• [Arbeitsauftrag A]: Ändere im Text über die Notrufe in der Leitstelle den Abschnitt zwischen „Manchmal schlucken sogar“ und „der rote Knopf.“ einschließlich ab, indem du „Schnürsenkel“ durch „Bindfaden“ ersetzt.
• [Arbeitsauftrag B]: Schreibe den Text über die Notrufe in der Leitstelle im Anschluss an seinen letzten Satz um einen Absatz weiter.

• [Ausgangstext]:
—————

Wer in Bayern die Nummer 112 wählt, landet bei einer von 26 Integrierten Leitstellen. Alleine die Bamberger Retter beantworten pro Tag mehr als 330 Anrufe. Nicht immer handelt es sich um Notfälle.
Manchmal schlucken sogar erfahrene Kollegen. Dezember 2018: Ein aufgeregter Mann wählt den Notruf. Er meldet, dass es seiner schwangeren Frau plötzlich schlecht gehe. Eine Sturzgeburt droht. Richtig dramatisch wird es, als die Nabelschnur reißt. Der Mitarbeiter in der Rettungsleitstelle bleibt gelassen und zeigt lebensrettendes Improvisationstalent: Per Telefon leitet er den Vater an, die Nabelschnur abzubinden - mit einem Schnürsenkel. Wenig später trifft der Rettungsdienst ein; Vater, Mutter und Kind werden versorgt. Sie alle haben den Vorfall wohlauf überstanden. Ausruhen kann sich der Mann in der Leitstelle nicht lange. Schon wieder leuchtet der rote Knopf.

—————

• [Vorliegende Informationen]:

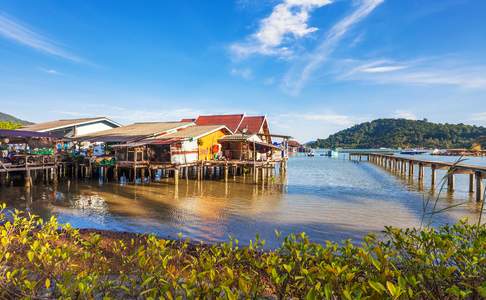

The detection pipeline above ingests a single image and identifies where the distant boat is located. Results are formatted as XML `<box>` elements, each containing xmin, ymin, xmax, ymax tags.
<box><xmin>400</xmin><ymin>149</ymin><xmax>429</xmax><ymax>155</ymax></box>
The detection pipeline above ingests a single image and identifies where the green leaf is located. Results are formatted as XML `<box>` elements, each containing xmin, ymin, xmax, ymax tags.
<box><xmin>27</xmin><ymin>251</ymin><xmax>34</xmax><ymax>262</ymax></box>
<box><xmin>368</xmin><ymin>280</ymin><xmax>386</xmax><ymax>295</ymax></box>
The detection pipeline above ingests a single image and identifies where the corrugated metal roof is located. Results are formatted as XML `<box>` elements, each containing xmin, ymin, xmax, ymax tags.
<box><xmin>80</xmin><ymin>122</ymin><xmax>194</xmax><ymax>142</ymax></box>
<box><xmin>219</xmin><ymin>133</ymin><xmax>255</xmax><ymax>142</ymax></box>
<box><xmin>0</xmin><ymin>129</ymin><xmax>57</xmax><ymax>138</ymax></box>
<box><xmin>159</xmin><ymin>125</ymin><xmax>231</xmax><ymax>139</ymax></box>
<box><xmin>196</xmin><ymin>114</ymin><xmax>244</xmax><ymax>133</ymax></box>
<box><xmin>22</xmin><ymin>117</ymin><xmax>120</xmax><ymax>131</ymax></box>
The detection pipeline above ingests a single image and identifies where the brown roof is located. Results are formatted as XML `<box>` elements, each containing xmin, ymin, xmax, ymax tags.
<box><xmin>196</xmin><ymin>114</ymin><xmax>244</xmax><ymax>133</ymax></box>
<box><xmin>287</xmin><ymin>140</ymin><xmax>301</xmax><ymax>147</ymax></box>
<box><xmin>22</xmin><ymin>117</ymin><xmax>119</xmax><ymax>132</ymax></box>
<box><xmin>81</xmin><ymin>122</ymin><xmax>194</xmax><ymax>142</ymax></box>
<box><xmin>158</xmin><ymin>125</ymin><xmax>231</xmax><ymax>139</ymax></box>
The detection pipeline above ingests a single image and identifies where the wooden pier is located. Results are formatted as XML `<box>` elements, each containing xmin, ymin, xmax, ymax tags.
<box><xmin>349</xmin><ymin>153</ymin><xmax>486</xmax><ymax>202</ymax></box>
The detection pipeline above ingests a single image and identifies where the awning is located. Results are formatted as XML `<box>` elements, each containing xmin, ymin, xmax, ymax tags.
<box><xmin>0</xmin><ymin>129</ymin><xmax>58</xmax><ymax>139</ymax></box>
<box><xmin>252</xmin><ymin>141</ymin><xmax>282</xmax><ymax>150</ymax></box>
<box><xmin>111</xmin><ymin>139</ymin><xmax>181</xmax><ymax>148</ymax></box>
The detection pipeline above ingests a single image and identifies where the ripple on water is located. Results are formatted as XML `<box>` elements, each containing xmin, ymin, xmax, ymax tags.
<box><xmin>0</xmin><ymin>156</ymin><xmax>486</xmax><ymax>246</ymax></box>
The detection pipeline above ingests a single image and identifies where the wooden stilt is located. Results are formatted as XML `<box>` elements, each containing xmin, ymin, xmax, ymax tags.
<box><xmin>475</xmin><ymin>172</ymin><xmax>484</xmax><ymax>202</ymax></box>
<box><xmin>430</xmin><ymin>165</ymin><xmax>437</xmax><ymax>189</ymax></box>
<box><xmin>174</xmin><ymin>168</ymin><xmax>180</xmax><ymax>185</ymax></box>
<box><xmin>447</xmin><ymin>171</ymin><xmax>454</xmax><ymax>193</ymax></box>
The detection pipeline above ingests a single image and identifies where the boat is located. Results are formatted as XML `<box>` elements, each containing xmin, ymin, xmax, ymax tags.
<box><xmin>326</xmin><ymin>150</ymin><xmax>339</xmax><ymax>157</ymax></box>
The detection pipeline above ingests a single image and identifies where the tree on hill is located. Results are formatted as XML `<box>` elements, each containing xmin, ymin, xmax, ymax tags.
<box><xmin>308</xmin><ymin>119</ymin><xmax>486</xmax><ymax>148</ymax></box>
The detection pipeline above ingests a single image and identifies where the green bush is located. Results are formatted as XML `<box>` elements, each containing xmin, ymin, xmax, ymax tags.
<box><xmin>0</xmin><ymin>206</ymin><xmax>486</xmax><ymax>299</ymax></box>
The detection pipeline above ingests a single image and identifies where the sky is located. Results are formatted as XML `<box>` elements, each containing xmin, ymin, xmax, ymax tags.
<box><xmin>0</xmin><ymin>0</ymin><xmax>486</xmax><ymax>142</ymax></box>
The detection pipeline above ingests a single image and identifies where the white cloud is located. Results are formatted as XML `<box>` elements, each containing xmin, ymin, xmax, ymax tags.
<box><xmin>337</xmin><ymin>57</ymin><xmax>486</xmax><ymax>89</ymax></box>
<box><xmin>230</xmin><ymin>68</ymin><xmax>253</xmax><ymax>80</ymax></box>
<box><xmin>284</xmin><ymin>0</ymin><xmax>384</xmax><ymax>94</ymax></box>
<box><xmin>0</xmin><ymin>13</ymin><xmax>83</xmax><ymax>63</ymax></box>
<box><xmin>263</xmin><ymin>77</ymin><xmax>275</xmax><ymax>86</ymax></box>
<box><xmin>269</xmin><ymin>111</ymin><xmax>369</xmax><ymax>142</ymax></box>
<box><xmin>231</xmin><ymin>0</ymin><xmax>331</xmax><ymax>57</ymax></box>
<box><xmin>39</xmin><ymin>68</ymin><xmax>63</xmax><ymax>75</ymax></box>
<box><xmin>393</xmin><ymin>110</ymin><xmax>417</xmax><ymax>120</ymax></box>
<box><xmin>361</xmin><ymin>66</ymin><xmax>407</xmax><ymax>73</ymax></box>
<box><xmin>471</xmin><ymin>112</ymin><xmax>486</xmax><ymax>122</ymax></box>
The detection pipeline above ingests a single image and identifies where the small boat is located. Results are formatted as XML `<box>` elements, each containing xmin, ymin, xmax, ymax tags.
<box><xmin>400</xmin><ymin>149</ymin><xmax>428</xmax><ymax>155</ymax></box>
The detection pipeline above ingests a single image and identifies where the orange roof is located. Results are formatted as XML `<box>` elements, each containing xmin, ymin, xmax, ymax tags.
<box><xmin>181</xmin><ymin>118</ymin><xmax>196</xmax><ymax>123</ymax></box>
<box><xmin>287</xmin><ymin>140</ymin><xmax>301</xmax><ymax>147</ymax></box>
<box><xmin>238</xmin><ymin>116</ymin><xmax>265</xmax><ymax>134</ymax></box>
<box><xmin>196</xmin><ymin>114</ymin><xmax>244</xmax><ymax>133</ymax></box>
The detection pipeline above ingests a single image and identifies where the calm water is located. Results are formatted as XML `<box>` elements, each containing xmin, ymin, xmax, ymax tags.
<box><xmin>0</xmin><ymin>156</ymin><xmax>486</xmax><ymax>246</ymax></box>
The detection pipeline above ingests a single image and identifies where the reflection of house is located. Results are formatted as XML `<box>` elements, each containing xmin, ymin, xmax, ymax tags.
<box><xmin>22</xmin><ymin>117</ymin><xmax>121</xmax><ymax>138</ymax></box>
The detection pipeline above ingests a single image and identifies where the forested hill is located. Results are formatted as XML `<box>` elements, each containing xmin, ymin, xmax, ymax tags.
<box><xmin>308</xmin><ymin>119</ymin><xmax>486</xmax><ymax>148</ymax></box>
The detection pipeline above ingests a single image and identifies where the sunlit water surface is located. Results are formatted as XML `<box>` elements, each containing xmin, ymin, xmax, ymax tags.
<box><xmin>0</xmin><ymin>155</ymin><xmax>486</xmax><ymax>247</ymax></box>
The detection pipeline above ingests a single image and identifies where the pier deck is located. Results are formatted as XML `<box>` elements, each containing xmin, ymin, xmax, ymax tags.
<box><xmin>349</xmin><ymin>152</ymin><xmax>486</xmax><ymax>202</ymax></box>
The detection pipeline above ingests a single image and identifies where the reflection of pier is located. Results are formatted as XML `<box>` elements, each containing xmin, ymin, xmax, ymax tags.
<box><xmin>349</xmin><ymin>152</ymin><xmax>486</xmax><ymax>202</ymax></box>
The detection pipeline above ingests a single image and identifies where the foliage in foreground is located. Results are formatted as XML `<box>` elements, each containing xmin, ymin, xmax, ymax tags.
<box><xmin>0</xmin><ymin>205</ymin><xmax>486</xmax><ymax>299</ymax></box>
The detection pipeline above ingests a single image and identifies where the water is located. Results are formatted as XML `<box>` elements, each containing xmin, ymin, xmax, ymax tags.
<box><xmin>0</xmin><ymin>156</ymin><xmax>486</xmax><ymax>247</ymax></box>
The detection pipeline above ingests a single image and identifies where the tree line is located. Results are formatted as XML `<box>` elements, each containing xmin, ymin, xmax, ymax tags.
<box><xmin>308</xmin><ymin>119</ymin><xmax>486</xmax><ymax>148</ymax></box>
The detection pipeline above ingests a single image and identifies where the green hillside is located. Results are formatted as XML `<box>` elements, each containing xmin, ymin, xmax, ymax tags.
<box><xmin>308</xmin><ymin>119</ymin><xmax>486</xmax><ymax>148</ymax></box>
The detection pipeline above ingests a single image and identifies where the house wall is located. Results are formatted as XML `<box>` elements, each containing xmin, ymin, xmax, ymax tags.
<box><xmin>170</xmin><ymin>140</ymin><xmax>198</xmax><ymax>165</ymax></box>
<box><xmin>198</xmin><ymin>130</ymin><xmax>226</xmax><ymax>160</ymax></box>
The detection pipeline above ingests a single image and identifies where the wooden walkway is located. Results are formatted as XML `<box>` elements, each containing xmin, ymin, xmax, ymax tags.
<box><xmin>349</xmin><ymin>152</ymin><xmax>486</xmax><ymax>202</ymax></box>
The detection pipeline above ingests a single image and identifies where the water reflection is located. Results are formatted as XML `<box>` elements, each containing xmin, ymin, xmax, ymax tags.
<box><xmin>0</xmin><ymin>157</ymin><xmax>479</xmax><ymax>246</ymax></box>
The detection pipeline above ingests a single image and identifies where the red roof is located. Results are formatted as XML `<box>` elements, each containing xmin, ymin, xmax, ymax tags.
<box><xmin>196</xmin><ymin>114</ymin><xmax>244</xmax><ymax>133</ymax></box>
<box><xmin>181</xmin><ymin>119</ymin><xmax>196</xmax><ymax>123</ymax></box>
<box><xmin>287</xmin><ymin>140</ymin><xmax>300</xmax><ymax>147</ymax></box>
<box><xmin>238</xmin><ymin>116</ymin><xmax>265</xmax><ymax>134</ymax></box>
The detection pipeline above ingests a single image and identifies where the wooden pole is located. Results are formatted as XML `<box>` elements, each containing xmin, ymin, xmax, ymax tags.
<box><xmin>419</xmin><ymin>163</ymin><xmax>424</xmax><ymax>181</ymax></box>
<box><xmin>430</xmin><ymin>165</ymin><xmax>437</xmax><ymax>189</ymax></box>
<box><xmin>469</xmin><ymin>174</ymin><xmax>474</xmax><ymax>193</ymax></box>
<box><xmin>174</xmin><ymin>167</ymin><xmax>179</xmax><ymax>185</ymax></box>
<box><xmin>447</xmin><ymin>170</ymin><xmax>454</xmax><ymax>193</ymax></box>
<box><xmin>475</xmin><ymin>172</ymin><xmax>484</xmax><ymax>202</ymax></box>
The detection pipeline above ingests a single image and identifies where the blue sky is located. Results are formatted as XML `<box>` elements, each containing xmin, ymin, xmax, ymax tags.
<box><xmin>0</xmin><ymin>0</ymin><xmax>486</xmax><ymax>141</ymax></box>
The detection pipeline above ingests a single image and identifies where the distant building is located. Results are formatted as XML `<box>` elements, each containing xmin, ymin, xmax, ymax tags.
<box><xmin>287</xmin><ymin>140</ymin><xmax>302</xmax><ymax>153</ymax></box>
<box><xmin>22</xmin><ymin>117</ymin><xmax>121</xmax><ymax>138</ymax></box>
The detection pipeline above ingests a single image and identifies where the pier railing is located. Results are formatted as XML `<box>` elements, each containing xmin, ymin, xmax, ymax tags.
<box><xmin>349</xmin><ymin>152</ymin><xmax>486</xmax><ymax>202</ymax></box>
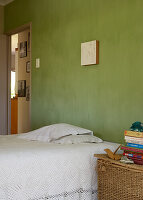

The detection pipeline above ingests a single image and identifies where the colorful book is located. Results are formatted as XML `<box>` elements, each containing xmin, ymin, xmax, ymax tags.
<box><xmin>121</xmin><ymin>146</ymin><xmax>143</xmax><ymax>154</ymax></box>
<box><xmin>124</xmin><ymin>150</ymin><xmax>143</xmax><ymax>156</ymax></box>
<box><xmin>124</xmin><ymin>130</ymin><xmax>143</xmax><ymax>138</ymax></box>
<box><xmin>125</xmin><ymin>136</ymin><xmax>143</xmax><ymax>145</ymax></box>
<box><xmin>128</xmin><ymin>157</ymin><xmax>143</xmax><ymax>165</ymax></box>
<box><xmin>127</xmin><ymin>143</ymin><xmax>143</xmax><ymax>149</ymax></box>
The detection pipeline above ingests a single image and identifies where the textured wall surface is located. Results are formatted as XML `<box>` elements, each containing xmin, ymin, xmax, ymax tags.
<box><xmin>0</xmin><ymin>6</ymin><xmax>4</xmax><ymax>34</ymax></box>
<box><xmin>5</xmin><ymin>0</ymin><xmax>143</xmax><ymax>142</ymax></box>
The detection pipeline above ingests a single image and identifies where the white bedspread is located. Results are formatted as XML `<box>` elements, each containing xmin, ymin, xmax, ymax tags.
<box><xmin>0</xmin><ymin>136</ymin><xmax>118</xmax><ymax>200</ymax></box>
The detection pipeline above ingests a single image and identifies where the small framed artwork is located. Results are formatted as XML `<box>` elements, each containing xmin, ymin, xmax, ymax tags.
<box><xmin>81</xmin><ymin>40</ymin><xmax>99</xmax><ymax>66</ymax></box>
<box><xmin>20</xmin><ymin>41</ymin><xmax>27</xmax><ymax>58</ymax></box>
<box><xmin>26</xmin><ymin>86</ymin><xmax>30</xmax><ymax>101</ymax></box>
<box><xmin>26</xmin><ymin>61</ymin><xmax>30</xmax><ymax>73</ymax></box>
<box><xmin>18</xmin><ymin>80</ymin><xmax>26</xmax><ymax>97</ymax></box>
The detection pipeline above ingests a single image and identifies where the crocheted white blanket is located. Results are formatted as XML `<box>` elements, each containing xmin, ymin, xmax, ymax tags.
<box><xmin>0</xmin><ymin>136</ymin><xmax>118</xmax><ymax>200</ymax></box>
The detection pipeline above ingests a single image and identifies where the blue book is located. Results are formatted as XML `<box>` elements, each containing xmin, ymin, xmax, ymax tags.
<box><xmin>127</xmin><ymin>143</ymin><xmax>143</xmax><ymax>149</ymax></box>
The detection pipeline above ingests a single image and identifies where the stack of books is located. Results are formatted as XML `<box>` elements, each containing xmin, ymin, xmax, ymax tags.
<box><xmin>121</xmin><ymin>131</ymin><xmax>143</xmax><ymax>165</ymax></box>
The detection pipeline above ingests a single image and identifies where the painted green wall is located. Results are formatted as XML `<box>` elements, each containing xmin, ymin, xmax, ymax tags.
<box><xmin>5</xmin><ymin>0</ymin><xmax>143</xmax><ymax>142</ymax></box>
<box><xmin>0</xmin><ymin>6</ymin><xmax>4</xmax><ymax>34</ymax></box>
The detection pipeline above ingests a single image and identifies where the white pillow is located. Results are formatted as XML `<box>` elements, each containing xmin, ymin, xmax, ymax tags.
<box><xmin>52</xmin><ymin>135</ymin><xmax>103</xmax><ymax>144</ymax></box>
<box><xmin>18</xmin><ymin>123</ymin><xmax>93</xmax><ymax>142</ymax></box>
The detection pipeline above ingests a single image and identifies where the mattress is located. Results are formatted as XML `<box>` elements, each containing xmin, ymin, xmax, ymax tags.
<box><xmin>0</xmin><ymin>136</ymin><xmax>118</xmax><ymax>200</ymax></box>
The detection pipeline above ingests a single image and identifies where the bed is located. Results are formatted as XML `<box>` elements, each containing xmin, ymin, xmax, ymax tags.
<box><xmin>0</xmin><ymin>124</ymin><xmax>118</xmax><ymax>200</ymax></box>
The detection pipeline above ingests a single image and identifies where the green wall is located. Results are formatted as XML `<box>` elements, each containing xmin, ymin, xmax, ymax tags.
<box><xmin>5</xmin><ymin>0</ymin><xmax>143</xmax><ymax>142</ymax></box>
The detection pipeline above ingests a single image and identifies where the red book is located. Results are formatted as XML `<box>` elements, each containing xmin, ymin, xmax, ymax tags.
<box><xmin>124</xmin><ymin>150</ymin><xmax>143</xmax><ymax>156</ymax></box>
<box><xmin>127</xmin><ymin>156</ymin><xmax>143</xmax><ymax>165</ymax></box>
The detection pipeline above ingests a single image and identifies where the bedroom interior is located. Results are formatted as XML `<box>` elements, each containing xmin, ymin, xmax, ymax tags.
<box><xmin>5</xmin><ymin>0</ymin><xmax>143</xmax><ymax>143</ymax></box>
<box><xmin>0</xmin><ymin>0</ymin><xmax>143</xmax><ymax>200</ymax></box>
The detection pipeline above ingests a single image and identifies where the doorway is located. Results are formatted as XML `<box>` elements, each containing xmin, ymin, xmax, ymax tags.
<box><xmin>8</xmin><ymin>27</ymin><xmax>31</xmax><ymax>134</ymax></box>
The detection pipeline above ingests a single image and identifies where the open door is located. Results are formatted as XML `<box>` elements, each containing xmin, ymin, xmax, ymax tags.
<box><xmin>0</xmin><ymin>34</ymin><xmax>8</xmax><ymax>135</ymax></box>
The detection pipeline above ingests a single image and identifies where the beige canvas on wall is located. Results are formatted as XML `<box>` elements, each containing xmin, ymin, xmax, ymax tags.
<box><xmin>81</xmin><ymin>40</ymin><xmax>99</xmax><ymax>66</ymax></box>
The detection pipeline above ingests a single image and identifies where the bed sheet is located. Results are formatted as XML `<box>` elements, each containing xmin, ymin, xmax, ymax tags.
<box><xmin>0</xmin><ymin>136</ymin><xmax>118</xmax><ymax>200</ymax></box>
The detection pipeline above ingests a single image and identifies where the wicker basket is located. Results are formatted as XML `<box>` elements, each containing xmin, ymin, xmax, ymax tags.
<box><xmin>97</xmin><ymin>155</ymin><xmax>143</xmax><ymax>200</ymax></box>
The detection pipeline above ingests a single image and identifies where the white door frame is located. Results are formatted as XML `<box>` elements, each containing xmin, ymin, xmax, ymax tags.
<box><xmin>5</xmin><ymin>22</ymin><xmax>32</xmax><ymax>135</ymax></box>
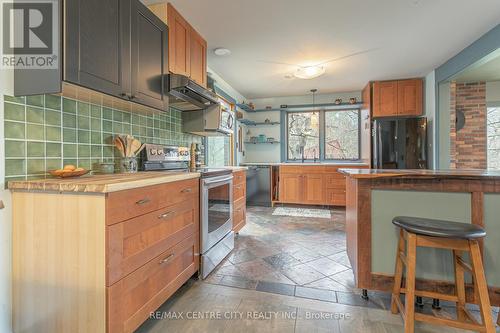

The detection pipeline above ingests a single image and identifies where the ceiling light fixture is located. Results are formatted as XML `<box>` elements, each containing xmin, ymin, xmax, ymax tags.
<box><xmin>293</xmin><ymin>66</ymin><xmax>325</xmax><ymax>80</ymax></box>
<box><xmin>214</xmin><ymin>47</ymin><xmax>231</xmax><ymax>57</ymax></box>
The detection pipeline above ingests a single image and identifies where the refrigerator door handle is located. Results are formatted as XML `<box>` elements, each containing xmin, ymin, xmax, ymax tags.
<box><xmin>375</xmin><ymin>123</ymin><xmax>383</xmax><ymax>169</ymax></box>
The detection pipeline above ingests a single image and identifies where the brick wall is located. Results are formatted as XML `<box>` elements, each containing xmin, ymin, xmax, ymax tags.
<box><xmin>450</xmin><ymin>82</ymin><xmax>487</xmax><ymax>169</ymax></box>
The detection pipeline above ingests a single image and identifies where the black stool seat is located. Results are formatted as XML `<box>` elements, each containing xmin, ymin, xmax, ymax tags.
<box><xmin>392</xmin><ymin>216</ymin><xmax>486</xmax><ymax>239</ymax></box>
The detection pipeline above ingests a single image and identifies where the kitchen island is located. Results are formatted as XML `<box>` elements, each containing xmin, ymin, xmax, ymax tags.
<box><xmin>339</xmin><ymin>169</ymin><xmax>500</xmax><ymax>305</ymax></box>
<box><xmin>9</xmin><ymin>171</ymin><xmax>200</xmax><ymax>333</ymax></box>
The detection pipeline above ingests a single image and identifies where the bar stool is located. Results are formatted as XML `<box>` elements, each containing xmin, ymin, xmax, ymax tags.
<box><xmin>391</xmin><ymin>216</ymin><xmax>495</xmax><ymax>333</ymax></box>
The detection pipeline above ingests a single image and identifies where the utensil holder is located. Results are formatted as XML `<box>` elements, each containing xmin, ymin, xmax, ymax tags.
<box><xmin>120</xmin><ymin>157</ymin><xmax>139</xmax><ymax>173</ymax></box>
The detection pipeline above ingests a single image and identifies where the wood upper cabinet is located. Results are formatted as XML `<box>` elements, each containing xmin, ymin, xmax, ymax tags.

—————

• [Antwort A]:
Manchmal schlucken sogar erfahrene Kollegen. Dezember 2018: Ein aufgeregter Mann wählt den Notruf. Er meldet, dass es seiner schwangeren Frau plötzlich schlecht gehe. Eine Sturzgeburt droht. Richtig dramatisch wird es, als die Nabelschnur reißt. Der Mitarbeiter in der Rettungsleitstelle bleibt gelassen und zeigt lebensrettendes Improvisationstalent: Per Telefon leitet er den Vater an, die Nabelschnur abzubinden - mit einem Bindfaden. Wenig später trifft der Rettungsdienst ein; Vater, Mutter und Kind werden versorgt. Sie alle haben den Vorfall wohlauf überstanden. Ausruhen kann sich der Mann in der Leitstelle nicht lange. Schon wieder leuchtet der rote Knopf.

• [Antwort B]:
Mehr als 330 Anrufe pro Tag gehen allein in der Integrierten Leitstelle (ILS) Bamberg-Forchheim ein. "Nicht jeder davon ist ein Notfall und führt zu einem Rettungseinsatz", erklärt ILS-Leiter Matthias Böhmer. Wer in Forchheim sowie Stadt und Landkreis Bamberg die 112 wählt, kommt bei der Leitstelle in Bamberg raus. Die Kollegen an den Einsatzleitplätzen, die einer Kommandozentrale sehr ähneln, müssen grundsätzlich alle Telefonate annehmen. 124 000 sind es in Böhmers Zuständigkeitsbereich pro Jahr. Mehr als 60 000 Einsätze von Rettungsdienst und Feuerwehr ergeben sich daraus.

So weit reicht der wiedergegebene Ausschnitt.